覚書/感想/コメント
シリーズ第二弾。本作は短編形式で、前作に登場した重要な脇役達を掘り下げ、それぞれを紹介している感じである。
前作で謎となっている部分はなんの進展もしないので、謎は謎のまま次作以降へと持ち越される。
だが、シリーズということで考えると、こうした試みはかなり面白いといえる。
「捜し屋」は前作で顔を見せなかった紋兵衛を主役としており、「花見」は河上惣三郎、「女幽霊」では鳴瀬左馬助がそれぞれ主役となっている。
最後の「梵鐘」は本シリーズの主人公である興津重兵衛が登場するが、主題は重兵衛の住む白金村にまつわる話である。
河上惣三郎、善吉と鳴瀬左馬助というのは、前作でも主要な登場人物として物語の中で活躍するが、紋兵衛はこのシリーズの中で今後どのようなポジションになるのかが興味深い。次作以降に期待だ。
本作で左馬助から「おっさん」呼ばわりをされている河上惣三郎三十四歳。その河上惣三郎だが、前作でもかなり可笑しかったのが善吉とのやり取りが今回も楽しめる。
例えば…
『「親父の形見なら俺にもあるぞ。これだ」
河上は着物の前をはだけ、腰に差している十手を見せた。
「これは昔、親父が愛用していたやつだ」
「ちょっと旦那、ご隠居はご存命ですよ。どころか、今でも同心に戻れそうなくらい壮健でらっしゃるじゃないですか」
「あれ、そうだったっけな」
「いいつけますよ」
河上はくるりと振り返った。
「善吉、本気じゃねえよな」
「怖いんですか」
「ふん、あんな親父なんざ……頼む、やめてくれ」』
この河上惣三郎が怖がっている親父こと河上惣左衛門は有能な同心で「鬼の惣左」と呼ばれていた。
最後の「梵鐘」にちらりと登場する。
「梵鐘」は、話の筋が掴みにくい。
というのは、過去の話と現在の話がない交ぜになって語られるからである。この過去の話と現在の話が同時に語られているということに気が付くのは、「梵鐘」の後半になってからである。
そして、題名の「梵鐘」の意味がわかるのは最後になってからである。
さて、このシリーズの表紙を担当しているのは百鬼丸。独特の切り絵で、数々の時代小説の表紙を飾っている。

やること:
a) 上の感想文について、次の(i)〜(iii)が合っているかどうかを「はい」か「いいえ」で答えてください。それぞれ、決め手になる文中の言葉をそのまま引いてください。
(i) 前作で謎だった部分は、本作で解き明かされる。
(ii) 「花見」の主役は河上惣三郎である。
(iii) 河上惣左衛門は「梵鐘」に出てくる。
b) 上の感想文によると、「梵鐘」の話の筋が掴みにくいのはなぜですか。一〜三文で説明してください。

保存データ:
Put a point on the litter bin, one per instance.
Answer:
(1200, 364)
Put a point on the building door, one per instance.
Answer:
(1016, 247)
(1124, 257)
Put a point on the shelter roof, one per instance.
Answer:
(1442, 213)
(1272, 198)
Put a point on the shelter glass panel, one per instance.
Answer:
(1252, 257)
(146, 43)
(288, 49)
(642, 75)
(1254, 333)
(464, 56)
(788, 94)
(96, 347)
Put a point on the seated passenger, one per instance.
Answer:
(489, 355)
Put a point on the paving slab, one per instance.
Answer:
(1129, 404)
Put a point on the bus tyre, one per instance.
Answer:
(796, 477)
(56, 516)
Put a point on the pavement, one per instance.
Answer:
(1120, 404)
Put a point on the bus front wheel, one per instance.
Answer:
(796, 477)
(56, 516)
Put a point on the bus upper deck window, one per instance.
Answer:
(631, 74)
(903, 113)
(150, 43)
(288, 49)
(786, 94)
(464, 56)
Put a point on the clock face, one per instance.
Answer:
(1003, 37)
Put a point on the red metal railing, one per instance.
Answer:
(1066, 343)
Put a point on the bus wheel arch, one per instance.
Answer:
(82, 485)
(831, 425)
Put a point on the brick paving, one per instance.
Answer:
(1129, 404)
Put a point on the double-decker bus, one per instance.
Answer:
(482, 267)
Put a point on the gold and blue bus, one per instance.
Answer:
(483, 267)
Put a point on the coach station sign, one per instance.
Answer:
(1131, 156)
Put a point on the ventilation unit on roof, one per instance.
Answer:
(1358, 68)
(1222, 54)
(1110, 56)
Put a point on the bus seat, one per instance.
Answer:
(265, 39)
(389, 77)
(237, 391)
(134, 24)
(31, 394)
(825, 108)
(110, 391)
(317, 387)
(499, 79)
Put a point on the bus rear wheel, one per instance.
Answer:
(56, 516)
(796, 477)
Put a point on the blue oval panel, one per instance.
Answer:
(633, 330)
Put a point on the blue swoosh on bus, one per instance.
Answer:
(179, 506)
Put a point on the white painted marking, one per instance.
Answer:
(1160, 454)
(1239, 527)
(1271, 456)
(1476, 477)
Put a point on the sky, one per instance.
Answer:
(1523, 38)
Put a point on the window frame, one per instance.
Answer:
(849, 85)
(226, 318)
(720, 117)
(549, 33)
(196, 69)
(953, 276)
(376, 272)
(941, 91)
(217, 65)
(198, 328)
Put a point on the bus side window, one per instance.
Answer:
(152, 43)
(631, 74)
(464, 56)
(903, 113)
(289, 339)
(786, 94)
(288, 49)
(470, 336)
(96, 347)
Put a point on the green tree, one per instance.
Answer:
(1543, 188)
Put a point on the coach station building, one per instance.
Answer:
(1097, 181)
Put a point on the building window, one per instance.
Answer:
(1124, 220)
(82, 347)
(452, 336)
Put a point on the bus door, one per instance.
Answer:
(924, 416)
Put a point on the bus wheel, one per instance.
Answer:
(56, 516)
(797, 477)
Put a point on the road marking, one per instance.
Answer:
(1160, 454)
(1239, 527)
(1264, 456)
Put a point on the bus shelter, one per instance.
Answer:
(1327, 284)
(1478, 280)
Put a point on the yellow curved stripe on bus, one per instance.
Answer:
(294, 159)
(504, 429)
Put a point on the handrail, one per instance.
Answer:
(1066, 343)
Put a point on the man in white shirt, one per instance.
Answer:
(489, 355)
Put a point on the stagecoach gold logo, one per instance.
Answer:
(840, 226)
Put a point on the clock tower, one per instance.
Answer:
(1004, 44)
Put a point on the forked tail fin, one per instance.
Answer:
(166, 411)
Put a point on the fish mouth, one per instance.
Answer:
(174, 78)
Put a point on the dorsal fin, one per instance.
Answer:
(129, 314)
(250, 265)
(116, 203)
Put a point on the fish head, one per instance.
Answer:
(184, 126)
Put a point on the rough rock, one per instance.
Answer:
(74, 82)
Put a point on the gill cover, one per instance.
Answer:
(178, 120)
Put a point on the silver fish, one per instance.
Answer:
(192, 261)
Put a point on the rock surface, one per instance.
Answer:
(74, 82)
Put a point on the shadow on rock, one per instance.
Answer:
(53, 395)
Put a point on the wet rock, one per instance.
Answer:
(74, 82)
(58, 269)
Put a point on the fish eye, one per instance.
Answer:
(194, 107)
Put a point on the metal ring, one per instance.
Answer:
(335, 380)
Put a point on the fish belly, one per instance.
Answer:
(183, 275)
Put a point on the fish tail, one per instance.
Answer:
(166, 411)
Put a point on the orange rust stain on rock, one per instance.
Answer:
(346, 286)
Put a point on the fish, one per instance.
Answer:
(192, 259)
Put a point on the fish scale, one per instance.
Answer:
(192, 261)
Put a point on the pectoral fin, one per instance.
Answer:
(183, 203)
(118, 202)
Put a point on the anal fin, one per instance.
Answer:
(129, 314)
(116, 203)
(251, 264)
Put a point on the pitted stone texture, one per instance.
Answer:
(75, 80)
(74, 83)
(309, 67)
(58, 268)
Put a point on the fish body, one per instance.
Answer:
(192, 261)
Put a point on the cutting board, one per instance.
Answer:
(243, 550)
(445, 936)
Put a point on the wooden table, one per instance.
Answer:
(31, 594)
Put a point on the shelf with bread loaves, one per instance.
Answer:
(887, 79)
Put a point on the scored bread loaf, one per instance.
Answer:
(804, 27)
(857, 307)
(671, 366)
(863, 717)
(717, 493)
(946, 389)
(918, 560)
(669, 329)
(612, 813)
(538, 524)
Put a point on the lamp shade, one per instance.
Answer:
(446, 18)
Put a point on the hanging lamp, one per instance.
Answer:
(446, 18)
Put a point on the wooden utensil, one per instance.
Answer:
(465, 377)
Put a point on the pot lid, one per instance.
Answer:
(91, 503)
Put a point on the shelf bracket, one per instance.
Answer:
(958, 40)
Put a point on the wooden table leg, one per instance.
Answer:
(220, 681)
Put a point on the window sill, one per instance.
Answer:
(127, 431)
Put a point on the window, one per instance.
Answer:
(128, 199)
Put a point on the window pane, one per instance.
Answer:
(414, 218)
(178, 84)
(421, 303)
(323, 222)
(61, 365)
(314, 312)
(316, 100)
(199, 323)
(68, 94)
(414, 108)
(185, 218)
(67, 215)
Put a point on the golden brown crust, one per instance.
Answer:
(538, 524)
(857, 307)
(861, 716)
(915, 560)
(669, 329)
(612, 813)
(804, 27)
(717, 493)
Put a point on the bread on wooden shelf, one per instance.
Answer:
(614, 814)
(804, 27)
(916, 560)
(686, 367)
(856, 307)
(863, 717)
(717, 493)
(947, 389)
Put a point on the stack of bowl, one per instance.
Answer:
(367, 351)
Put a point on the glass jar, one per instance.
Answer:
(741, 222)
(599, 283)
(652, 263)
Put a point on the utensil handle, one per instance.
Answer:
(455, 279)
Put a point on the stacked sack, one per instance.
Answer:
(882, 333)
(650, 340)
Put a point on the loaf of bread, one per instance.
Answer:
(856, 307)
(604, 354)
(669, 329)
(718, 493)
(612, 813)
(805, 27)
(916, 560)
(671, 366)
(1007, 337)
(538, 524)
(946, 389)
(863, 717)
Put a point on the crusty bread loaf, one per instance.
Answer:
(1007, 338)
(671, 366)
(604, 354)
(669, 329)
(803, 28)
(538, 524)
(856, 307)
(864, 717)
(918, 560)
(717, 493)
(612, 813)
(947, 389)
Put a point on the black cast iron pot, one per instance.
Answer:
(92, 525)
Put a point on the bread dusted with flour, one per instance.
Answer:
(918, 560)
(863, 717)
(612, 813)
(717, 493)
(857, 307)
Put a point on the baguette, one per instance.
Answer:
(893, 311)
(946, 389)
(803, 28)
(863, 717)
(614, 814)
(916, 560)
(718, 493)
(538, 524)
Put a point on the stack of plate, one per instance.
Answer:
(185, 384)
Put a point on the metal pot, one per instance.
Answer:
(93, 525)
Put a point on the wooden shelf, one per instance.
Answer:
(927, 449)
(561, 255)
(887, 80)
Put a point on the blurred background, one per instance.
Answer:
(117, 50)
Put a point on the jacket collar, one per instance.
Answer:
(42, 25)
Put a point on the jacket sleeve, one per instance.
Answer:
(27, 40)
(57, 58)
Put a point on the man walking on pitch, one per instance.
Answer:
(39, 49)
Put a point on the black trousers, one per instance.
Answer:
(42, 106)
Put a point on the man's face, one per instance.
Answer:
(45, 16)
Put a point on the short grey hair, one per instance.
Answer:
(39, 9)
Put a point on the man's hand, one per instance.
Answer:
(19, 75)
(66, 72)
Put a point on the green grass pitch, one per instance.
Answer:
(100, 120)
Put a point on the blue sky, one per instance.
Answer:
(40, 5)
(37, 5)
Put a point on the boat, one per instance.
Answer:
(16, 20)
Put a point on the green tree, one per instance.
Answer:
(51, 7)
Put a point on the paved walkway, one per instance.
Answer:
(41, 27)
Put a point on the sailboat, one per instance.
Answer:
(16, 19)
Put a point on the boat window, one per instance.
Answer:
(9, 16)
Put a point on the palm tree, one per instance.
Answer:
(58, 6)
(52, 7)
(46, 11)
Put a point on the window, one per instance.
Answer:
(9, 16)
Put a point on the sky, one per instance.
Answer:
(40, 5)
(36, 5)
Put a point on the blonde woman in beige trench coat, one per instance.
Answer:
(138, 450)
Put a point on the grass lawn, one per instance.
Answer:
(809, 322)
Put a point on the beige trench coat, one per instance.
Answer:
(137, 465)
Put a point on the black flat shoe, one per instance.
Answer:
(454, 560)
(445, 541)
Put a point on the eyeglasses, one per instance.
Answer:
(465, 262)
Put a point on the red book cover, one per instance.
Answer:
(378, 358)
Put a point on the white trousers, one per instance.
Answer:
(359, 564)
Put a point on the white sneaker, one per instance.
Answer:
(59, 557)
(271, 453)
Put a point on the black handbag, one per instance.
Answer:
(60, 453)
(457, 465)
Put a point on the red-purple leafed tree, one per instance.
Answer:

この課題の答え:
a)
(i) いいえ。「前作で謎となっている部分はなんの進展もしないので、謎は謎のまま次作以降へと持ち越される。」
(ii) はい。「「花見」は河上惣三郎」
(iii) はい。「最後の「梵鐘」にちらりと登場する。」

b) 過去の話と現在の話がない交ぜになって語られるからです。しかも、二つが同時に語られていることに気が付くのは、「梵鐘」の後半になってからです。